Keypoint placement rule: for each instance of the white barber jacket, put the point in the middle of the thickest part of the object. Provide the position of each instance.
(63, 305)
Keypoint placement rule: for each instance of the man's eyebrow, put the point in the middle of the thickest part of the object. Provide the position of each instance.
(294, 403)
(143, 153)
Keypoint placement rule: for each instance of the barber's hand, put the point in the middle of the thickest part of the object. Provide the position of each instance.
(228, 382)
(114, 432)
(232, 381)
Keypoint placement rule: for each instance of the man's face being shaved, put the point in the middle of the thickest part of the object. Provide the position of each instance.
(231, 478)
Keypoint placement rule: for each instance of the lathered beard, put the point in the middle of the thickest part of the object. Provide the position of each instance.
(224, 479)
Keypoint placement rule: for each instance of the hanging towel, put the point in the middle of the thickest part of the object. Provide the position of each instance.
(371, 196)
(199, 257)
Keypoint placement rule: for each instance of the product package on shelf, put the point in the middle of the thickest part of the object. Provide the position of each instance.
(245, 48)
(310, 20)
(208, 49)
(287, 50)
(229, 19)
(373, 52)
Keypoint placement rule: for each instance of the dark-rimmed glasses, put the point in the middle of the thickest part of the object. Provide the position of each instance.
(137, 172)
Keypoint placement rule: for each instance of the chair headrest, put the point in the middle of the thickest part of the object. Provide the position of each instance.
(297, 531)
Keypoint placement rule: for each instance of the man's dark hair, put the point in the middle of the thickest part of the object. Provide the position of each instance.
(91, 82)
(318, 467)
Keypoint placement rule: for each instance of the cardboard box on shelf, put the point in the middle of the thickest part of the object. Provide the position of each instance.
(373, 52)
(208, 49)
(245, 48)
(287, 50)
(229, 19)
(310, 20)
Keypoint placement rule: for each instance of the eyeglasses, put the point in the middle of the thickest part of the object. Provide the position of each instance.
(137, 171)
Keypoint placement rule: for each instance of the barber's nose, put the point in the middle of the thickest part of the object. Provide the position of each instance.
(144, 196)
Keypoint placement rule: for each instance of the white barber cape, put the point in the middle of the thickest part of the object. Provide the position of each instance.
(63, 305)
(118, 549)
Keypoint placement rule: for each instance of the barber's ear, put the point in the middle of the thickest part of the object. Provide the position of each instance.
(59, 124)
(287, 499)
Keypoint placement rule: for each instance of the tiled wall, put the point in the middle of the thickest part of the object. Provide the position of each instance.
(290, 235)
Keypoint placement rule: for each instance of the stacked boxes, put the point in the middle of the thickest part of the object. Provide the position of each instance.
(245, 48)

_About this task_: Return every line of the data unchanged.

_Output_:
Keypoint placement rule: for each instance of the white barber jacket, put the point in the middle of the thickest part of the object. Provide the position of each instance.
(63, 305)
Keypoint placement rule: for each instance of the man's eyebrow, put the point in the middle of the thickest part of the object. Provide the position of each instance.
(294, 403)
(143, 153)
Keypoint placement rule: for each instance of the barber's hand, put the point in the middle of the thickest part of the object. Provide the position of each instance.
(228, 382)
(114, 432)
(232, 381)
Keypoint placement rule: for each instance of the man's face being shaved, put the point in the middle of the thickest part of the object. Provide the position of each instance.
(231, 478)
Keypoint placement rule: for each instance of the lathered beard, put the point in the middle of the thickest part of the object. Provide the position of each instance.
(224, 479)
Keypoint placement rule: for each instance of the hanging towel, put the point in the middle of the thickest part of the object. Provide the position of each instance.
(371, 196)
(199, 257)
Keypoint placement rule: for each instance of the product package on shelf, put the point in the middle of the thickest part of the object. Provide the position of each instance.
(245, 48)
(310, 20)
(208, 49)
(287, 50)
(229, 19)
(373, 52)
Keypoint placement rule: for each instance of the dark-rimmed glasses, put the point in the middle of the thickest part of the object. Provide the position of each instance.
(137, 172)
Keypoint placement rule: for each instance of the chair headrest, put the point in the middle of the thickest part of the object. Provide the position of each instance.
(297, 531)
Keypoint placement rule: for each instance of the man's dark hair, put the point in the middle of the thickest part of the object. Provide the position of each instance.
(91, 82)
(318, 467)
Keypoint placement rule: for each instance of the cardboard box on shelf, put the point in the middle of the thickest part of the object. Provide the position of each instance.
(373, 52)
(208, 49)
(245, 48)
(287, 50)
(229, 19)
(310, 20)
Keypoint placement rule: for each instance of the eyeglasses, put the point in the middle of the thickest part of the object. Provide the position of each instance.
(137, 171)
Keypoint placement rule: for each instance of the barber's nose, put the point in the middle of the thickest part of the object. Provide the position of each instance.
(144, 196)
Keypoint placement rule: for each instance of the white barber cape, put the point in the middle of the thickest part of the object. Provide the position of each instance.
(63, 305)
(118, 549)
Keypoint placement rule: for each instance of the barber's ear, put the point in the middle of the thickest part of the object. Provide the position of each instance.
(59, 124)
(287, 499)
Keypoint placement rule: for each instance of the tiled wall, put the point in the middle of the thickest part of the object. Provide the position of each instance.
(290, 235)
Keypoint placement rule: for each instance of the stacked boxes, put the point in the middle of the thickest part of the object. Provide the position of each instance.
(245, 48)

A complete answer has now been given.